Point-per-instance localization data:

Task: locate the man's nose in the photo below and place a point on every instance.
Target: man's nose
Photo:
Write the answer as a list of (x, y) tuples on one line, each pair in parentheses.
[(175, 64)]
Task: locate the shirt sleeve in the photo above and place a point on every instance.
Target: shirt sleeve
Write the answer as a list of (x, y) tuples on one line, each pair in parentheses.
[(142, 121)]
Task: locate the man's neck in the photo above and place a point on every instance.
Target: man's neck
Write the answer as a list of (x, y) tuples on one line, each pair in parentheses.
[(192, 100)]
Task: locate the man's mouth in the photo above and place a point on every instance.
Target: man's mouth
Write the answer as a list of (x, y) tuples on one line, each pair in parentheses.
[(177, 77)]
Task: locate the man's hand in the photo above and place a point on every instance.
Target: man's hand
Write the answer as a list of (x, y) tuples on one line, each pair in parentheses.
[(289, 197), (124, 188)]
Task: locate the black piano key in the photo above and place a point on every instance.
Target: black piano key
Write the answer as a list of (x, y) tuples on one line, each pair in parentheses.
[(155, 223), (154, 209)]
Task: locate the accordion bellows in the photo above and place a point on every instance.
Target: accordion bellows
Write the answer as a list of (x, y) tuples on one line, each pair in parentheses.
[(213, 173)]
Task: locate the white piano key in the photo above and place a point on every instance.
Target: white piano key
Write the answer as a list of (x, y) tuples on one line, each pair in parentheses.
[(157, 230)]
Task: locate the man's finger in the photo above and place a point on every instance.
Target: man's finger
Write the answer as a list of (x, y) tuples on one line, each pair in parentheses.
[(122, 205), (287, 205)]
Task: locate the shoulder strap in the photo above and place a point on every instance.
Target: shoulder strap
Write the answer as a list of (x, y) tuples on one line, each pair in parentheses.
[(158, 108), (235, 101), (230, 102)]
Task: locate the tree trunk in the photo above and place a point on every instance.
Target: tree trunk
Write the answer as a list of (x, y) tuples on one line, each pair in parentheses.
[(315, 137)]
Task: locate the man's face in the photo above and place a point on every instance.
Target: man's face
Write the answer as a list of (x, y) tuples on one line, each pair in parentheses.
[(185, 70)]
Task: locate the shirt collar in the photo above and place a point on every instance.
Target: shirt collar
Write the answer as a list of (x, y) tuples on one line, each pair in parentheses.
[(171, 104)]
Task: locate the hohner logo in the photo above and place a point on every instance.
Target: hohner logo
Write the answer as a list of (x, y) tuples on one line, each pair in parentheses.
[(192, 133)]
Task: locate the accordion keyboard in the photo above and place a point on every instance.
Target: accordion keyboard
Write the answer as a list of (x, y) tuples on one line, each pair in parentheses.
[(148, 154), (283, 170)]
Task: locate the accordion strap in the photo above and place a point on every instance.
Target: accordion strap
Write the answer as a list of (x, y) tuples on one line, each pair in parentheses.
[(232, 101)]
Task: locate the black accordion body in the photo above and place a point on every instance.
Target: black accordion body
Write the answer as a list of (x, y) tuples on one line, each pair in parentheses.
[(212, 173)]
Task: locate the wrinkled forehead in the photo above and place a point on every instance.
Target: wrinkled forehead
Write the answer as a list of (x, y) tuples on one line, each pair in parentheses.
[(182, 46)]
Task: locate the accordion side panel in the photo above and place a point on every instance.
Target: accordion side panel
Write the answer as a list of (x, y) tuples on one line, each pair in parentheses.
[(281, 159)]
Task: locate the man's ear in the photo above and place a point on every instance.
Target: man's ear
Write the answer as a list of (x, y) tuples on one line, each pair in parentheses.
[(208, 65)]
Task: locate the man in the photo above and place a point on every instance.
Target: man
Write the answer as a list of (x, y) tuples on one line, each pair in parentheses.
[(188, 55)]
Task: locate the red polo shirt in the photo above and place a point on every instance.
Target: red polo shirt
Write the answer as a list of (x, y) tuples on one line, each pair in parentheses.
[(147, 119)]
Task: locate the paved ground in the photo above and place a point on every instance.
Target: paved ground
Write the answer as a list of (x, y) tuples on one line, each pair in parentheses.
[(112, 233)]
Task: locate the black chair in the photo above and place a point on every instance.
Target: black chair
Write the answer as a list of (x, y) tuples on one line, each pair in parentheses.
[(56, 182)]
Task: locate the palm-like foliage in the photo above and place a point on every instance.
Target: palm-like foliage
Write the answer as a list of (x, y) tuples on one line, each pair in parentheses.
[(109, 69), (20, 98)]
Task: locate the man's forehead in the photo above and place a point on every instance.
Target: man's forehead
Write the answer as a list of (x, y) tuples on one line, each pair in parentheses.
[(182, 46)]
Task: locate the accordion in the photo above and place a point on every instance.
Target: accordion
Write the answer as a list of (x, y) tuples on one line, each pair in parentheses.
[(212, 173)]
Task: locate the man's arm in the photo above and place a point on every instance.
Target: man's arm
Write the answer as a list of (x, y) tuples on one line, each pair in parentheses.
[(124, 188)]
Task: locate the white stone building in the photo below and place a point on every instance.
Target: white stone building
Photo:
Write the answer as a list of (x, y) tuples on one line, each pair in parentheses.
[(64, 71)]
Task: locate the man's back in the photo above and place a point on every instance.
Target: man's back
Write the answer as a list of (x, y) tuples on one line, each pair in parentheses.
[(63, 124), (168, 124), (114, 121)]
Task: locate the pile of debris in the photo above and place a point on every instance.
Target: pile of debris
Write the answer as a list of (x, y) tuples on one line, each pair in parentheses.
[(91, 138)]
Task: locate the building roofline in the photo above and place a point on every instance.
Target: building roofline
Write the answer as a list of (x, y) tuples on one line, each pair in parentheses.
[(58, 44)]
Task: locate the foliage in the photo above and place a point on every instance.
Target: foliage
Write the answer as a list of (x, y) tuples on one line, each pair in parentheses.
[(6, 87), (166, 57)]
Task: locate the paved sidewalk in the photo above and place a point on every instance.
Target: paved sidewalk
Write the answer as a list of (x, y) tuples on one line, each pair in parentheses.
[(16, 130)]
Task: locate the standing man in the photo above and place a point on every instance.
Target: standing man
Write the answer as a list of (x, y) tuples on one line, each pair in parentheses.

Work task:
While keeping every line the same, please copy out all the records.

Final answer:
Task: locate the man's nose in the photo below and place a point on every instance.
Target: man's nose
Photo:
Write the answer as a list of (x, y) tuples on one line, each pair in parentheses.
[(175, 64)]
Task: locate the shirt sleeve in the photo above and place a point on every instance.
Target: shirt sleeve
Write the answer as a list of (x, y) tuples on one line, each pair in parentheses.
[(142, 121)]
Task: locate the man's neck in the photo above and place a point on every instance.
Target: man's neck
Write the answer as a list of (x, y) tuples on one line, each pair in parentheses.
[(192, 100)]
Task: locate the man's mouth in the photo above and place a point on every instance.
Target: man's mouth
Write the answer as a list of (x, y) tuples on one line, each pair in parentheses.
[(177, 77)]
Task: locate the man's hand in the photo above and place a point on every instance.
Target: man's hand
Write the answer as a list of (x, y) tuples on one line, each pair in parentheses.
[(289, 197), (124, 188)]
Task: locate the black piano key in the photo above and place a point on every instance.
Target: black piano key
Write the answer as a list of (x, y) tuples on one line, each pair in parentheses.
[(155, 223), (154, 209)]
Task: locate the accordion bellows in the photo above and place a point on every instance.
Target: accordion bellows
Write the answer as a list of (x, y) tuples on one line, each pair in parentheses.
[(213, 173)]
Task: locate the white piano key in the photo above and place a point on every instance.
Target: white piano key
Write the answer as a list of (x, y) tuples on one line, each pair in parentheses.
[(157, 230)]
Task: locate the man's finger in the photo above and place a point on every instance.
Target: man's finger
Write the answer as a list of (x, y) tuples on one line, each pair in parentheses.
[(122, 205), (287, 205)]
Task: locate the shoulder strap in the photo above and place a point on every instance.
Target: shoulder strap
Write the answer as a list of (x, y) tuples on one line, each pair in parentheses.
[(158, 108), (235, 101), (230, 102)]
Task: locate the tree trunk in the photo above and place a point on every instance.
Target: tree trunk
Write the answer as a list of (x, y) tuples on one line, each pair in parentheses.
[(315, 137)]
Task: locate the man's face in the photo above and place a point on every instance.
Target: man's face
Write the answer as a list of (x, y) tuples on one line, each pair in parentheses.
[(185, 70)]
Task: locate the shirt collar in the photo above and place a point on every instance.
Target: shirt collar
Write the answer as a list of (x, y) tuples on one line, each pair in parentheses.
[(171, 104)]
Task: locate the hohner logo in the photo above and place a point on every instance.
Target: hohner logo
Write the answer as a list of (x, y) tuples on one line, each pair in parentheses.
[(192, 133)]
Task: locate the accordion keyboard in the photo above and place a point on every instance.
Target: accordion keyboard
Write the answer as a list of (x, y) tuples on one line, each pair in parentheses.
[(148, 154), (283, 170)]
Task: locate the accordion strap in the photo above and place a point on every instance.
Target: accordion strap
Write the answer as a list of (x, y) tuples on one line, each pair in parentheses.
[(232, 101)]
Task: locate the black accordion body in the photo above and place a point on every instance.
Target: black accordion body
Write the answer as a list of (x, y) tuples on one line, each pair in parentheses.
[(212, 173)]
Task: locate the wrinkled forehead in the photo above and place a point on every instance.
Target: wrinkled forehead
Write the answer as a list of (x, y) tuples on one line, each pair in parentheses.
[(182, 46)]
Task: locate the accordion side panel in the photo above and place a point on every instance.
Target: accordion side panel
Write the answer as a list of (x, y) tuples on one line, each pair in parentheses.
[(281, 159)]
Task: locate the man's ear in the photo above and place a point on every instance.
Target: man's ear
Write the answer as a list of (x, y) tuples on one line, each pair in parentheses.
[(208, 65)]
Task: locate the man in the photo above and place a point on every instance.
Target: man
Write the answer as a list of (x, y) tuples on one line, each pair in parentheses.
[(188, 55)]
Task: locate the red polo shirt in the photo above and place a point on every instance.
Target: red polo shirt
Write the answer as a list of (x, y) tuples on one line, each pair in parentheses.
[(147, 119)]
Task: locate the paved ground in the photo above and place a point on every instance.
Target: paved ground
Write the answer as a list of (x, y) tuples on one line, each pair in parentheses.
[(112, 233)]
Task: locate the black chair in the photo above and place a point on every instance.
Target: black chair
Write the answer as a list of (x, y) tuples on one line, each pair in parentheses.
[(56, 182)]
Task: locate the palm-like foliage in the photo above and place a point on every instance.
Target: palm-like foliage
Write the answer as a list of (x, y) tuples on one line, each pair in parentheses.
[(109, 69), (20, 98)]
Task: locate the man's forehead in the photo above and place a point on every instance.
Target: man's forehead
Write the answer as a list of (x, y) tuples on one line, each pair in parentheses.
[(182, 46)]
Task: locate the accordion in the photo above and place a point on every instance.
Target: accordion
Write the answer as a list of (x, y) tuples on one line, each pair in parentheses.
[(212, 173)]
Task: locate the man's arm in the photo above and place a point on every instance.
Target: man's arm
Write the answer as a list of (x, y) tuples on one line, each pair in parentheses.
[(124, 188)]
Task: locate the white stone building in the photo below and place a point on every instance.
Target: white stone building
Photo:
Write the answer as a list of (x, y) tuples on one line, each pair in parentheses.
[(64, 71)]
Task: locate the man's back in the photo above and place a point on every instance.
Target: man's back
Write the answer as a list of (x, y) tuples on one line, each pair in parentheses.
[(63, 124), (168, 124), (114, 121)]
Task: locate the pile of debris in the photo above and place a point on every instance.
Target: pile of debris
Write the answer as a list of (x, y) tuples on one line, each pair in parentheses.
[(91, 138)]
Task: locate the building roofline in the photo above and place a point on every instance.
Target: building roofline
Write the answer as a list of (x, y) tuples on one line, each pair in parentheses.
[(58, 44)]
Task: locate the foliage in the photo above and place a point on every instance.
Target: foliage
Write the answer as a list of (x, y) tuples on one line, each pair in parentheses.
[(6, 87), (166, 57)]
Task: locate the paved sidewalk in the photo above and place a point on every instance.
Target: paved sidewalk
Write the answer as a list of (x, y) tuples on one line, each pair in parentheses.
[(16, 130)]
Task: locate the standing man in the photo above and place a point on every instance.
Target: standing man
Write the answer as a list of (x, y) tuples on one line, each pair in parentheses.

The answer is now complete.